* [СТАТЬЯ]:
==================================================
Относительность связи души и тела, ирреальность и кажимость земного существования человека в поэзии Флеминга особенно обнажает мотив любви. Лирическое Я поэта, Я-душа, часто покидает себя-тело и обнаруживает себя-душу на месте души возлюбленной или в качестве второй ее души. Так, в ее отсутствие:

Ich irrte hin und her und suchte mich in mir
Und wußte dieses nicht, daß ich ganz war in dir.

Kom, Schöne, gib mich mir. Benim mir dieses Qualen.
<…>
Doch gib mich nicht aus dir. Ich mag nicht in mich kehren.
Kein Tod hat Macht an mir. Du kanst mich leben lehren.

So bin ich nimmermehr selbest in und bei mir

(Auf ihr Abwesen, 66).

Сходный мотив у Петрарки выглядит на этом фоне робкой попыткой, но и в этом виде ударно завершает сонет XVII на жизнь Мадонны Лауры, в котором душа отлетает вослед уходящей возлюбленной. Флеминга же, как видно, занимают прежде всего логические следствия и риторические возможности построенной аналогии, и он исследует их, стремясь выйти ко всеобщности и окончательности жизненного смысла. Пройдя от «муки» утраты души до нежелания «возвращаться в себя», он именно в этой раздвоенности парадоксальным образом сознает себя целостным («ganz in dir»), неподвластным смерти и способным только будучи «у тебя» быть «собственно» собой («selbest») «во мне и у меня». Искусная тавтологическая игра местоимениями призвана на лексическом уровне преодолеть границы индивидуальности. Любовь, о которой поэт просит в этом стихотворении, представляет собой единодушие двоих, общность их духовной сущности, которая содержится в каждом и ассоциируется с жизнью. Нет смерти для Флеминга в этом «переселении» души, как нет в строгом смысле и самого «переселения», — оно оказывается риторическим приемом, употребляемым часто и охотно, как средство выявления все новых поэтических потенций представляемой ситуации. Ее глубинным содержанием оказывается обнаружение и чувствование себя на уровне бытия, предшествующем индивидуации.
==================================================
* [ИСХОДНЫЕ ДАННЫЕ]:
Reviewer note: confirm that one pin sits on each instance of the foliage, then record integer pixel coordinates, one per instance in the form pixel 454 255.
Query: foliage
==================================================
* [ЧТО ТРЕБУЕТСЯ]: Выведите без изменений фрагмент статьи от «Kom, Schöne, gib» до «mich leben lehren.» включительно. Эти данные получены из другого источника.

* [РЕЗУЛЬТАТ ЗАДАНИЯ]:
Kom, Schöne, gib mich mir. Benim mir dieses Qualen.
<…>
Doch gib mich nicht aus dir. Ich mag nicht in mich kehren.
Kein Tod hat Macht an mir. Du kanst mich leben lehren.